◆ Задание:
Перечислите всех мыслителей, чьим «ядом», согласно отрывку о Екатерине и Радищеве ниже, напитался сочинитель «Путешествия».

◆ Отрывок:
....

Но совпадение текста с претекстом далеко не полное. Многого, чем так впечатляют строфы из Восьмой главы, у Форш нет.
Так, Татьяна была в свое время влюблена в Онегина, но про Екатерину и Радищева ничего такого не утверждается. Не говорится и ни о какой предыдущей переписке между ними (так сказать, «письме Екатерины/Татьяны Радищеву/Онегину»), — разве что те же просветительские идеи были в свое время близки и ей.
Впрочем, за рамками приведенного ударного фрагмента, но в той же главе восемнадцатой Форш находит способ сделать «письмо Радищева/Онегина» более интимно близким ей, связав его с некими ее собственными «письмами Татьяны».
Ближе к началу главы двойственность реакций Екатерины на радикальные просветительские идеи связывается с ее более ранним текстом:
Екатерина оказалась самой возмущенной из монархов, когда Франция стала воплощать в жизнь как раз те самые революционные идеи, которыми она прикидывалась восхищенной в творениях просветителей в те далекие дни, когда она поразила Европу своим «Наказом», и еще она любила повторять: «Душа моя — республиканка». Казалось бы, какая пережита ею трагедия: ненавистница деспотизма, волею судеб она сама попала в положение деспота.
И вот теперь она приступает к чтению радищевской книги, привлеченная предполагаемым сходством с книгой о ее собственных поездках:
«Путешествие из Петербурга в Москву» лежало на большом столе в библиотеке Екатерины вместе с другими книгами <…> Екатерина, перебирая новые заглавия в поисках чтения <…> остановилась на «Путешествии». Прежде всего ее заинтересовало сходство в распределении глав между этой книгой и той, изданной не так давно <…> озаглавленной «Путешествие ее величества в полуденный край России, предпринятое <…> к усовершенствованию благоденствия ее подданных».
«Может быть, это нечто вроде дополнения к тому изданию», — подумала было она. Однако весьма скоро <…> взволнованно насторожилась от догадки: уж не пародия ли это новое «Путешествие» на ее недавнее шествие на юг.
<…> Оказывается, что уже в заглавии была заключена насмешка, и презлая <…>
Даже это, показалось насторожившейся императрице, написано в противовес верноподданнической отметке камер-фурьерских журналов каждого малейшего ее передвижения, трапезы, приема и поведения.
Отметим, кстати, звучащий цитатой из «Евгения Онегина» оборот уж не пародия ли…? Вряд ли это случайное совпадение, поскольку в том же цитатном духе читается и один из пассажей об установлении личности анонимного автора «Путешествия»:
Как губка напитавшись ядом аббата Мабли, Рейналя, Руссо, хватив попутно и сегодняшней французской заразы, сочинитель взял в руки перо и открыл свободный ход гневу собственному… Кто же он?

....

◆ Записи:
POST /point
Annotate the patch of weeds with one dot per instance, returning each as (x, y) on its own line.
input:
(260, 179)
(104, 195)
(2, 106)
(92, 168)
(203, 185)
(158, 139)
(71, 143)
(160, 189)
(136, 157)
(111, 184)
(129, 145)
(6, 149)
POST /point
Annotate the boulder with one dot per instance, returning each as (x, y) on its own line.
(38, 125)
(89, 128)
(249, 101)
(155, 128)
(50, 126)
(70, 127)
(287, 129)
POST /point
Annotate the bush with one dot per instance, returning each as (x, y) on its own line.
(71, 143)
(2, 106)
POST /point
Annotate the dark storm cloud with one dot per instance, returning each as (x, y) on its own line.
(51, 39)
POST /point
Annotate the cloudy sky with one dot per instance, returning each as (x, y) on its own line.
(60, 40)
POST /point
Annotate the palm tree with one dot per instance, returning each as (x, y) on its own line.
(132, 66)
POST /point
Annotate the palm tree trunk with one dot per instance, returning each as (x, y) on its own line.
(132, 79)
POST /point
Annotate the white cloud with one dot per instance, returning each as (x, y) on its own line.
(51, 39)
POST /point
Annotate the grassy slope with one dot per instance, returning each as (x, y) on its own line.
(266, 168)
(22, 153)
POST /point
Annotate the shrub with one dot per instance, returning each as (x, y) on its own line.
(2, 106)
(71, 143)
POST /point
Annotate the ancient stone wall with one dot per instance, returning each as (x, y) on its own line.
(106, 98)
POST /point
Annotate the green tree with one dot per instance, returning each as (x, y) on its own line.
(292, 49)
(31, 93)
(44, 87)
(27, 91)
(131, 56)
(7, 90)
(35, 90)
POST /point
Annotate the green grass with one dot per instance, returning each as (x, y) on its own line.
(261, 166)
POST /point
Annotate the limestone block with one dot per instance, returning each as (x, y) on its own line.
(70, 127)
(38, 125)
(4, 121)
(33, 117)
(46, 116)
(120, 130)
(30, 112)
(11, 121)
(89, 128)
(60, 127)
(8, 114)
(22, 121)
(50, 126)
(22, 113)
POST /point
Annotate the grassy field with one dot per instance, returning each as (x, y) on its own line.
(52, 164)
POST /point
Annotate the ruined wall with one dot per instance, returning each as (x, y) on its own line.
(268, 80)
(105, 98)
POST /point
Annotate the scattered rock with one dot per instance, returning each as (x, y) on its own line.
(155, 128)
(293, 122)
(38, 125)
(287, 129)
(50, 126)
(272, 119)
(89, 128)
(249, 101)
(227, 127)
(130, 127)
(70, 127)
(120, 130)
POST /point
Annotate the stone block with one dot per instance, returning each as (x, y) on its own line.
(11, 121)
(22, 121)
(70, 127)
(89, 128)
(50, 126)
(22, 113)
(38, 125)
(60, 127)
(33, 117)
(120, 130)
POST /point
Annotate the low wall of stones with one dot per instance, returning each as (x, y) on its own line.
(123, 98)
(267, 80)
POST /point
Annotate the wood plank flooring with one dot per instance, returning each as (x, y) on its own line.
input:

....

◆ Ответ:
Аббат Мабли, Рейналь, Руссо.